THE PROBLEM:
Set down each entry from the block beneath, exactly as written.

☆ ☆ ☆ ☆

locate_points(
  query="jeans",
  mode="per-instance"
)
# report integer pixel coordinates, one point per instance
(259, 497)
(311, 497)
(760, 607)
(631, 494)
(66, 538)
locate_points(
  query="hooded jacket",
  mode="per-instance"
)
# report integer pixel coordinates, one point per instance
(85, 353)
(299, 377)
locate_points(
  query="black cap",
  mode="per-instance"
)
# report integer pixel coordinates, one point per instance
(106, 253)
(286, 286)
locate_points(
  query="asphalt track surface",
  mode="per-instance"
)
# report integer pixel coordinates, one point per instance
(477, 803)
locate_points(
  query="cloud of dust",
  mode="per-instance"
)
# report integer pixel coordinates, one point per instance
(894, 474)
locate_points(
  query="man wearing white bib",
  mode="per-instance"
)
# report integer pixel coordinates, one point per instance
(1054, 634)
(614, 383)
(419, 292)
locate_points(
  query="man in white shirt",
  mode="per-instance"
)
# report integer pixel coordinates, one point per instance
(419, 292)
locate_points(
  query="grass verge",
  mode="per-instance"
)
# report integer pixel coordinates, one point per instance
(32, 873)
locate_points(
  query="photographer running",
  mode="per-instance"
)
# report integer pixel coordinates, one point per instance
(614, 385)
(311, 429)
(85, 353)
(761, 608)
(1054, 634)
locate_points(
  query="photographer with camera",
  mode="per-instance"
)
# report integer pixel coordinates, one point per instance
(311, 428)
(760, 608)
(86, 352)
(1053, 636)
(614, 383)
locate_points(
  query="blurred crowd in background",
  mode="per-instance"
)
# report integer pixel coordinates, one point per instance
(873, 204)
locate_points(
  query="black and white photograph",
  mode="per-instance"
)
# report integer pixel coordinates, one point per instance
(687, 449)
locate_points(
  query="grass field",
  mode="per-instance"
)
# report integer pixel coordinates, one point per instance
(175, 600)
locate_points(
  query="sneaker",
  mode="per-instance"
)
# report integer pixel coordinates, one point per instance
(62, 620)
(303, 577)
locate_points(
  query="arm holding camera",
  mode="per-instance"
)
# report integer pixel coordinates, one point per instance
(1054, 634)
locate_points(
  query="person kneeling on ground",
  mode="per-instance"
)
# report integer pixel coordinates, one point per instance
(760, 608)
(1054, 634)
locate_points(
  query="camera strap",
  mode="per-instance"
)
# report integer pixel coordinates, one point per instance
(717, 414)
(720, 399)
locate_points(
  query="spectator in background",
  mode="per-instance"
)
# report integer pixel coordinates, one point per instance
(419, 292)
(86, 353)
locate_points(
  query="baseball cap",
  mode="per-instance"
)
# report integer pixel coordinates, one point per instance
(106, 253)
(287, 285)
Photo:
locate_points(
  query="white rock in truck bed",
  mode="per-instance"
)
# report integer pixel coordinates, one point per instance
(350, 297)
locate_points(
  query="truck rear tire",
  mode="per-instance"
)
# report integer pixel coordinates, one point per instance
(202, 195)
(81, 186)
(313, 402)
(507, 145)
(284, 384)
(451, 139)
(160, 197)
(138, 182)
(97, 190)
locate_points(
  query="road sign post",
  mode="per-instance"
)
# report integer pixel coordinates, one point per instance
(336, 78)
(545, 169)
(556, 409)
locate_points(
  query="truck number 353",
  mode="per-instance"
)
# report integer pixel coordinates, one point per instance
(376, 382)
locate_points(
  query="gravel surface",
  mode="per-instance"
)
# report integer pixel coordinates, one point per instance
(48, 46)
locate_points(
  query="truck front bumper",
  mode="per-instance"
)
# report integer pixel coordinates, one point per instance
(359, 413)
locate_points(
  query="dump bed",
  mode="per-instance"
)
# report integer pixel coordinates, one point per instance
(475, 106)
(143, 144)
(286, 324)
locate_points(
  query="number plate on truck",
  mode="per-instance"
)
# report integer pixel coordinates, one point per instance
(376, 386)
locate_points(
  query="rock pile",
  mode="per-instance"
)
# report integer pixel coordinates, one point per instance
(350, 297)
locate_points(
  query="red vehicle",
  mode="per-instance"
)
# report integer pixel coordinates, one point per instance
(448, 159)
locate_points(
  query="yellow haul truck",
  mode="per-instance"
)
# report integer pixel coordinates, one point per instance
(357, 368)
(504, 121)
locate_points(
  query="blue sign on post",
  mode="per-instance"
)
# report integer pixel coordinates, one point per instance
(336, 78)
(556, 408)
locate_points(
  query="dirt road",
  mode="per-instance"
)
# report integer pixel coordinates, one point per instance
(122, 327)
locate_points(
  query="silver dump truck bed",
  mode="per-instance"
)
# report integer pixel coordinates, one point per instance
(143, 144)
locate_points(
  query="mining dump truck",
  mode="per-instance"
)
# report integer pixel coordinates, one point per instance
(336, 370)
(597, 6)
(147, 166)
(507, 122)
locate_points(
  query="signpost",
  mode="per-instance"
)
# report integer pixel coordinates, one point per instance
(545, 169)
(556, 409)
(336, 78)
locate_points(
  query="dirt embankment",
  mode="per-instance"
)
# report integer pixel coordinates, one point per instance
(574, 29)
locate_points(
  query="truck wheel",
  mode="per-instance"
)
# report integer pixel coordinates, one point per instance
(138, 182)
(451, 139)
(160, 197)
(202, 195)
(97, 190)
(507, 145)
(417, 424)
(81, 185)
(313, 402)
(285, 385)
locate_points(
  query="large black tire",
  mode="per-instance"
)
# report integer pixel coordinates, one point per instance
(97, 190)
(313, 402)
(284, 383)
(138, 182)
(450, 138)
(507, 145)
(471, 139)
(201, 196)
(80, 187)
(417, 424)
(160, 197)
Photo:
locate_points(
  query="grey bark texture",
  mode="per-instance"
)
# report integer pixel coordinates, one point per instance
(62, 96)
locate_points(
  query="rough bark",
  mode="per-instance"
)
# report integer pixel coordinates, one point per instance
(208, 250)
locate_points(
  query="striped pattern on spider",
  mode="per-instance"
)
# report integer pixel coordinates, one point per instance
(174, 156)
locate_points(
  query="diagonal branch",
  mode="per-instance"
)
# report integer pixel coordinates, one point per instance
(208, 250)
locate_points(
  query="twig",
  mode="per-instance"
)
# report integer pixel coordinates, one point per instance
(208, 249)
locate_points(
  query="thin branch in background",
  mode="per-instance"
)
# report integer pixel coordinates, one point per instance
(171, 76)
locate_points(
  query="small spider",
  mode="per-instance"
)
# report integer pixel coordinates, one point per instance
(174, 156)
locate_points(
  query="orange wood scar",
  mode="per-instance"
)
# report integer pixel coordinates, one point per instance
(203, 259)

☆ ☆ ☆ ☆

RESULT OF THIS EXERCISE:
locate_points(
  query="jeans",
  mode="per-instance"
)
# report integer pixel coordinates, one point per instance
(259, 497)
(311, 497)
(760, 607)
(631, 494)
(66, 538)
locate_points(
  query="hooded jacket",
  mode="per-instance"
)
# report integer pixel coordinates, one point per instance
(85, 353)
(299, 377)
locate_points(
  query="black cap",
  mode="per-instance"
)
# report integer pixel coordinates, one point per instance
(106, 253)
(286, 286)
locate_points(
  query="asphalt track surface",
  mode="per-instance"
)
# report integer pixel coordinates, one point per instance
(477, 803)
locate_points(
  query="cloud of dust",
  mode="per-instance"
)
# report integer pixel coordinates, one point per instance
(894, 474)
locate_points(
  query="man wearing white bib",
  mode="per-instance"
)
# report integer pixel coordinates, one point per instance
(1054, 634)
(614, 383)
(419, 292)
locate_points(
  query="man in white shirt",
  mode="per-instance"
)
# report integer pixel coordinates, one point per instance
(419, 292)
locate_points(
  query="grass verge",
  mode="per-instance"
)
# report integer pixel coordinates, one point per instance
(32, 873)
locate_points(
  query="photographer running",
  mode="per-instance"
)
# report integer pixel coordinates, one point per instance
(614, 385)
(311, 429)
(85, 353)
(761, 608)
(1054, 634)
locate_points(
  query="photographer with camera",
  mode="per-instance"
)
# report integer pixel coordinates, one point per instance
(311, 428)
(760, 608)
(86, 352)
(1053, 636)
(614, 383)
locate_points(
  query="blurred crowd in background",
  mode="per-instance"
)
# report integer pixel coordinates, one point per instance
(873, 204)
locate_points(
  query="black and white photograph",
  mode="per-instance"
)
# report integer pixel coordinates, one point per instance
(687, 449)
locate_points(
  query="grass field",
  mode="per-instance"
)
# report integer pixel coordinates, one point per instance
(175, 600)
locate_points(
  query="sneaker",
  mode="per-instance"
)
# report integer pixel coordinates, one point per instance
(62, 620)
(303, 577)
locate_points(
  query="arm holding camera",
  mode="per-instance"
)
# report integer pixel coordinates, one point per instance
(1054, 634)
locate_points(
  query="person kneeling on ground",
  mode="per-instance"
)
# report integer pixel coordinates, one point per instance
(760, 608)
(1054, 634)
locate_points(
  query="camera strap",
  mode="per-instance"
)
# report integer pixel coordinates, one point per instance
(717, 414)
(720, 399)
locate_points(
  query="spectator in background",
  mode="per-instance"
)
# report integer pixel coordinates, one point per instance
(419, 292)
(86, 353)
locate_points(
  query="baseball cap",
  mode="per-instance"
)
# report integer pixel coordinates, one point per instance
(106, 253)
(287, 285)
Photo:
locate_points(
  query="white rock in truck bed",
  mode="per-instance"
)
# report integer pixel coordinates, one point per instance
(350, 297)
locate_points(
  query="truck rear tire",
  mode="per-instance"
)
# report integer pixel coordinates, one point per instance
(202, 195)
(81, 186)
(313, 402)
(507, 145)
(284, 384)
(451, 139)
(160, 197)
(138, 182)
(97, 190)
locate_points(
  query="road sign post",
  mode="per-instance"
)
# report integer pixel coordinates, one point per instance
(336, 78)
(545, 169)
(556, 409)
locate_points(
  query="truck number 353",
  mode="per-instance"
)
# report integer pixel coordinates, one point per instance
(376, 382)
locate_points(
  query="gravel surface",
  mode="per-instance"
)
# report integer pixel coordinates, one point per instance
(48, 46)
locate_points(
  query="truck front bumper",
  mode="per-instance"
)
# report integer pixel coordinates, one point per instance
(359, 413)
locate_points(
  query="dump bed",
  mode="per-instance"
)
# report integer pixel coordinates, one point per instance
(475, 106)
(143, 144)
(286, 324)
locate_points(
  query="number plate on truck",
  mode="per-instance"
)
# report integer pixel coordinates, one point per instance
(376, 386)
locate_points(
  query="rock pile",
  mode="per-instance"
)
# report integer pixel coordinates, one point per instance
(350, 297)
locate_points(
  query="red vehicle",
  mode="per-instance"
)
# report integer pixel coordinates, one point per instance
(448, 159)
locate_points(
  query="yellow haul truck",
  mode="per-instance"
)
# report integer pixel coordinates, one point per instance
(357, 368)
(504, 121)
locate_points(
  query="blue sign on post",
  mode="per-instance"
)
# report integer pixel coordinates, one point per instance
(336, 78)
(556, 408)
locate_points(
  query="dirt road",
  mode="per-instance"
)
# report integer pixel coordinates, one point per instance
(122, 327)
locate_points(
  query="silver dump truck bed",
  mode="per-instance"
)
# report integer pixel coordinates, one point per instance
(143, 144)
locate_points(
  query="mining dump truck",
  mode="per-instance"
)
# report integer pixel coordinates, one point per instance
(336, 370)
(597, 6)
(147, 166)
(507, 122)
locate_points(
  query="signpost",
  mode="per-instance"
)
# report integer pixel coordinates, one point per instance
(545, 169)
(556, 409)
(336, 78)
locate_points(
  query="dirt embankment",
  mode="per-instance"
)
# report integer pixel coordinates, one point per instance
(574, 29)
locate_points(
  query="truck wheel",
  mode="per-instance"
)
# report integer pixel coordinates, one point per instance
(138, 182)
(451, 139)
(160, 197)
(202, 195)
(97, 190)
(507, 145)
(417, 424)
(81, 185)
(313, 402)
(285, 385)
locate_points(
  query="large black tire",
  mode="per-instance"
)
# report integer pixel coordinates, one point per instance
(97, 190)
(313, 402)
(284, 383)
(138, 182)
(450, 138)
(507, 145)
(471, 139)
(201, 196)
(80, 187)
(417, 424)
(160, 197)
Photo:
locate_points(
  query="grey bark texture",
  mode="per-instance"
)
# report integer pixel coordinates, one point per instance
(62, 96)
locate_points(
  query="rough bark",
  mode="per-instance"
)
# report integer pixel coordinates, one point per instance
(208, 250)
locate_points(
  query="striped pattern on spider",
  mode="per-instance"
)
# report integer pixel coordinates, one point per instance
(174, 156)
locate_points(
  query="diagonal branch",
  mode="per-instance"
)
# report integer pixel coordinates, one point per instance
(208, 250)
locate_points(
  query="twig",
  mode="per-instance"
)
# report integer pixel coordinates, one point per instance
(208, 249)
locate_points(
  query="thin branch in background",
  mode="per-instance"
)
# report integer pixel coordinates, one point per instance
(171, 76)
locate_points(
  query="small spider",
  mode="per-instance"
)
# report integer pixel coordinates, one point per instance
(174, 156)
locate_points(
  query="orange wood scar",
  mode="per-instance"
)
# report integer pixel coordinates, one point per instance
(203, 259)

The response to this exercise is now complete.